Assignment |
All entries below are to be retyped in full, precisely as they appear.

Records |

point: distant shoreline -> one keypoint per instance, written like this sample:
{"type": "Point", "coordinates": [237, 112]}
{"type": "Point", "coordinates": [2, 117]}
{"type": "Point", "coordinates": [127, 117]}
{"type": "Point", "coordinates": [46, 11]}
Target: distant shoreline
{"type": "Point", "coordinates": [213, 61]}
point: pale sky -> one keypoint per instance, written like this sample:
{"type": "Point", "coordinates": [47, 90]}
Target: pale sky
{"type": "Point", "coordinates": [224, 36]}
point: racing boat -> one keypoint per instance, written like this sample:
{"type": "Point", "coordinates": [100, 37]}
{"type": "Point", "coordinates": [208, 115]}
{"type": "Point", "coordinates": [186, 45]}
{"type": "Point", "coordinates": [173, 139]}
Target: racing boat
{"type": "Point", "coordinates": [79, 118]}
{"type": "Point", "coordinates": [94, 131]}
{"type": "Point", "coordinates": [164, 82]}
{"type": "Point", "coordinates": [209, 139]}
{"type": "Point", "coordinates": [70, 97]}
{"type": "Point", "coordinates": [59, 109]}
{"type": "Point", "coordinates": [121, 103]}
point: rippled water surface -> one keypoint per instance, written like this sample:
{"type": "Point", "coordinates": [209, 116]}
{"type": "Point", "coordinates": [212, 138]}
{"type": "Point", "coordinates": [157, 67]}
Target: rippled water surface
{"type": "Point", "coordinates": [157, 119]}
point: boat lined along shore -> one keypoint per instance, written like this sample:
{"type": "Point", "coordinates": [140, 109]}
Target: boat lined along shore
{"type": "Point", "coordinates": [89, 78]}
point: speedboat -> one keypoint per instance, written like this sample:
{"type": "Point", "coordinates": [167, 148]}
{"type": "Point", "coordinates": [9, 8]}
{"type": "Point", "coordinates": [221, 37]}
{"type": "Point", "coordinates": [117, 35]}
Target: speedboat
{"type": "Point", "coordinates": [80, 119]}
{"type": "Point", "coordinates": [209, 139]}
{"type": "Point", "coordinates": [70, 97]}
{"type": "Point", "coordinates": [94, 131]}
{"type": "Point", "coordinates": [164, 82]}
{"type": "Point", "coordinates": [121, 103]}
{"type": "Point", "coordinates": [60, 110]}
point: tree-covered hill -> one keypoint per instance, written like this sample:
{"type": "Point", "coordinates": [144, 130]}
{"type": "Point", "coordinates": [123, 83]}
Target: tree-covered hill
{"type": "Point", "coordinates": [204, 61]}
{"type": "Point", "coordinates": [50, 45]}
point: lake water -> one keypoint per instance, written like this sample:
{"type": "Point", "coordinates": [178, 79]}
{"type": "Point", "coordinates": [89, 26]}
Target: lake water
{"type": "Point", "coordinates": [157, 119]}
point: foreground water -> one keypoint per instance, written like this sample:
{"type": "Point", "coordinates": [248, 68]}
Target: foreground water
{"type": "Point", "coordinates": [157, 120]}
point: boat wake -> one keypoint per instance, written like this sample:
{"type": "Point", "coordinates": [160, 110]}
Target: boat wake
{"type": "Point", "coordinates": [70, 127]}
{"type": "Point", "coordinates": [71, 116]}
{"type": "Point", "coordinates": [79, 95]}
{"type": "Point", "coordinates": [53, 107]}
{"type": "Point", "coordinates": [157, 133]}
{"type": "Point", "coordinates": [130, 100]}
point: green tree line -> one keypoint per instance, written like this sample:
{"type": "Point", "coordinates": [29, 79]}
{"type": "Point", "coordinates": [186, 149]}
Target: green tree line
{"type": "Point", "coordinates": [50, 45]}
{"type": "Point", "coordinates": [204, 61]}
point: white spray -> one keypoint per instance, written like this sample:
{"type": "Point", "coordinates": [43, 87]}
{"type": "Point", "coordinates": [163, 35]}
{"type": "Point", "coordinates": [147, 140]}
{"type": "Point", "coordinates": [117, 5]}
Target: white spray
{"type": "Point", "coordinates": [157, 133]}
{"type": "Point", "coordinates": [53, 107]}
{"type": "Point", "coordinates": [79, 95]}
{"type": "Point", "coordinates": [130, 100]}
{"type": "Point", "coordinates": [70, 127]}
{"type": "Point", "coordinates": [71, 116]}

Solution to this task |
point: distant shoreline -> one keypoint per instance, written like this sample:
{"type": "Point", "coordinates": [237, 112]}
{"type": "Point", "coordinates": [2, 117]}
{"type": "Point", "coordinates": [127, 117]}
{"type": "Point", "coordinates": [46, 11]}
Target: distant shoreline
{"type": "Point", "coordinates": [213, 61]}
point: pale sky -> one keypoint per instance, written like this sample:
{"type": "Point", "coordinates": [47, 90]}
Target: pale sky
{"type": "Point", "coordinates": [224, 36]}
point: racing boat -> one keypoint per instance, written like this sample:
{"type": "Point", "coordinates": [100, 37]}
{"type": "Point", "coordinates": [208, 115]}
{"type": "Point", "coordinates": [186, 45]}
{"type": "Point", "coordinates": [173, 139]}
Target: racing boat
{"type": "Point", "coordinates": [79, 118]}
{"type": "Point", "coordinates": [94, 131]}
{"type": "Point", "coordinates": [164, 82]}
{"type": "Point", "coordinates": [209, 139]}
{"type": "Point", "coordinates": [70, 97]}
{"type": "Point", "coordinates": [59, 109]}
{"type": "Point", "coordinates": [121, 103]}
point: rippled water surface -> one keypoint per instance, written like this sample:
{"type": "Point", "coordinates": [209, 116]}
{"type": "Point", "coordinates": [212, 138]}
{"type": "Point", "coordinates": [157, 67]}
Target: rippled water surface
{"type": "Point", "coordinates": [157, 119]}
point: boat lined along shore -> one keypoint per instance, written like this sample:
{"type": "Point", "coordinates": [140, 109]}
Target: boat lined along shore
{"type": "Point", "coordinates": [89, 78]}
point: speedboat -> one keypoint per instance, written like this sample:
{"type": "Point", "coordinates": [167, 148]}
{"type": "Point", "coordinates": [9, 8]}
{"type": "Point", "coordinates": [221, 37]}
{"type": "Point", "coordinates": [117, 35]}
Target: speedboat
{"type": "Point", "coordinates": [80, 119]}
{"type": "Point", "coordinates": [209, 139]}
{"type": "Point", "coordinates": [70, 97]}
{"type": "Point", "coordinates": [94, 131]}
{"type": "Point", "coordinates": [164, 82]}
{"type": "Point", "coordinates": [121, 103]}
{"type": "Point", "coordinates": [60, 110]}
point: tree-covered hill -> one keypoint per instance, written like this sample:
{"type": "Point", "coordinates": [144, 130]}
{"type": "Point", "coordinates": [123, 83]}
Target: tree-covered hill
{"type": "Point", "coordinates": [204, 61]}
{"type": "Point", "coordinates": [50, 45]}
point: lake water -> one keypoint per instance, written like this sample:
{"type": "Point", "coordinates": [178, 79]}
{"type": "Point", "coordinates": [89, 26]}
Target: lake water
{"type": "Point", "coordinates": [157, 119]}
point: foreground water -> one keypoint per instance, written like this sample:
{"type": "Point", "coordinates": [248, 68]}
Target: foreground water
{"type": "Point", "coordinates": [157, 120]}
point: boat wake -> one keypoint per instance, written like this sample:
{"type": "Point", "coordinates": [160, 110]}
Target: boat wake
{"type": "Point", "coordinates": [70, 127]}
{"type": "Point", "coordinates": [71, 116]}
{"type": "Point", "coordinates": [79, 95]}
{"type": "Point", "coordinates": [53, 107]}
{"type": "Point", "coordinates": [157, 133]}
{"type": "Point", "coordinates": [130, 100]}
point: green tree line -> one keypoint per instance, written like this sample:
{"type": "Point", "coordinates": [29, 79]}
{"type": "Point", "coordinates": [186, 149]}
Target: green tree line
{"type": "Point", "coordinates": [50, 45]}
{"type": "Point", "coordinates": [204, 61]}
point: white spray -> one keypoint per instance, written like this sample:
{"type": "Point", "coordinates": [43, 87]}
{"type": "Point", "coordinates": [163, 35]}
{"type": "Point", "coordinates": [147, 140]}
{"type": "Point", "coordinates": [117, 5]}
Target: white spray
{"type": "Point", "coordinates": [157, 133]}
{"type": "Point", "coordinates": [53, 107]}
{"type": "Point", "coordinates": [79, 95]}
{"type": "Point", "coordinates": [130, 100]}
{"type": "Point", "coordinates": [70, 127]}
{"type": "Point", "coordinates": [71, 116]}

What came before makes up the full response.